- [THINGS TO DO]:
a) Condense the paragraph of the planning enforcement text that begins "Failure to comply with a PCN" into a short list that keeps its main facts.
b) Edit the planning enforcement text from "5.15 Enforcement tools" up to and including "been taking place.", replacing "information gathering tool" with "evidence-gathering instrument".
c) Pick up the planning enforcement text after its final sentence and continue it.

- [PASSAGE TO READ]:
_____
5.14 The Council will usually give the person responsible for the breach a chance to put matters right before taking formal action but, if the breach is causing serious harm or nuisance to public amenity, formal action will not be delayed by protracted negotiation.

5.15 Enforcement tools available to the Council for gathering evidence:

Planning Contravention Notice - The Council has the power to issue a planning contravention notice (PCN), under Section 171C of the Town and Country Planning Act 1990. A PCN may be served where it appears to the Council that there may have been a breach of planning control. It is an information gathering tool to establish whether there has been a breach, and how long it has been taking place.

Failure to comply with a PCN is a criminal offence, and a fine can be applied via the Magistrates’ Court for failing to reply or, for making a false or misleading statement. It is a defence that the person on whom a PCN is served is only required to supply information “so far as he is able” or, “known to him” or, which he “holds”. Issuing a PCN does not constitute the Council taking enforcement action, therefore a PCN is not registered as a land charge, and is not included on the Council’s enforcement register.
_____
- [Entries from a dataset]:
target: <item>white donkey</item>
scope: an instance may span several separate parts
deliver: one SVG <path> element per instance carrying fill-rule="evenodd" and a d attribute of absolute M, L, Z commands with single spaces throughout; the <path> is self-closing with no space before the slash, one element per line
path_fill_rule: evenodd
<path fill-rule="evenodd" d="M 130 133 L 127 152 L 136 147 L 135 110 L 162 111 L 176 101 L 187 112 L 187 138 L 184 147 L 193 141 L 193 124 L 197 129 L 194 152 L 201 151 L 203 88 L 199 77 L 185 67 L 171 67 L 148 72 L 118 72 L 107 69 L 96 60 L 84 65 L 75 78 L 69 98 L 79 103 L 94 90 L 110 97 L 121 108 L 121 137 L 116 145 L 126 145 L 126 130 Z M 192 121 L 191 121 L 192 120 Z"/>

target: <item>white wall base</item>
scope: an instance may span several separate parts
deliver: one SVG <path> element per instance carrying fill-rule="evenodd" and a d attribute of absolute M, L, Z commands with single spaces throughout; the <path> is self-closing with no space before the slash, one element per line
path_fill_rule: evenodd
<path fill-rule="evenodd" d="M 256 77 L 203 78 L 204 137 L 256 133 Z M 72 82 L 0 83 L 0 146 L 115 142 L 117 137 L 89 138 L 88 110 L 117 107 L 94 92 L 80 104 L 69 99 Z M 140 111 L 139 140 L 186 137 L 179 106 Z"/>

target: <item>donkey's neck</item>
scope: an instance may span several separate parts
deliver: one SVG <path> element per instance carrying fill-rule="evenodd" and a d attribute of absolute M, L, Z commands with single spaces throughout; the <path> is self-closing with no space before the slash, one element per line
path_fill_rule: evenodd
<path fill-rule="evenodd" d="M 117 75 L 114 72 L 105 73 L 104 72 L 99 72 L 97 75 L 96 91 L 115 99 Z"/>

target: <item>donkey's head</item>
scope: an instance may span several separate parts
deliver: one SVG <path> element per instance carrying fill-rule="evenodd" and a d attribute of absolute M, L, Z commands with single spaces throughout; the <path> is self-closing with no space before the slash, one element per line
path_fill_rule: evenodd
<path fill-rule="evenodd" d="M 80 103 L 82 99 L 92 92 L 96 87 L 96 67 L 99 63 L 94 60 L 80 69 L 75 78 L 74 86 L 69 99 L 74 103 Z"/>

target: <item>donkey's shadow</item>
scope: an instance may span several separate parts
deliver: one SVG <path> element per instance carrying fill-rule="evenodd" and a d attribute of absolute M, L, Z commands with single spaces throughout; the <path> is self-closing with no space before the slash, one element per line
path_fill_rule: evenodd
_____
- [ANSWER LIST]:
a)
- Not complying with a PCN is a criminal offense. The Magistrates' Court can impose a fine for failing to reply or for giving a false or misleading statement.
- It is a defense that the person served need only supply information "so far as he is able," "known to him," or which he "holds."
- Issuing a PCN is not enforcement action by the Council. A PCN is therefore not registered as a land charge and is not included on the Council's enforcement register.

b)
5.15 Enforcement tools available to the Council for gathering evidence:

Planning Contravention Notice - The Council has the power to issue a planning contravention notice (PCN), under Section 171C of the Town and Country Planning Act 1990. A PCN may be served where it appears to the Council that there may have been a breach of planning control. It is an evidence-gathering instrument to establish whether there has been a breach, and how long it has been taking place.

c)
Section 330 Town and Country Planning Act 1990 enables the Council to require the recipient to state in writing the nature of their interest in a property and to state in writing the name and address of any other person known to them as having an interest in the property, as a freeholder, mortgagee, lessee or otherwise. Failure to respond to this notice is a criminal offence.

Section 16 Local Government (Miscellaneous Provisions) Act 1976 can be used by the Council to require the recipient of a requisition for information notice to supply in writing details of their interest in a property and provide details of anyone else having an interest in the property. Failure to respond to this notice is a criminal offence.

5.16 Whilst planning enforcement can be a protracted process for reasons that are often outside of the control of the Local Planning Authority, in order to manage the expectations of the users of the service, we therefore have the following standards/targets with regard the timescales to be taken in the investigation of the complaint. It should however be noted the following timescales are guides, as there may well be occasions where this is not possible (for instance in cases where a Planning Contravention Notice is issued in order to seek additional information, there is a statutory period of 21 days for the Notice to be completed and returned; or in cases where we have requested monitoring of the site to be undertaken).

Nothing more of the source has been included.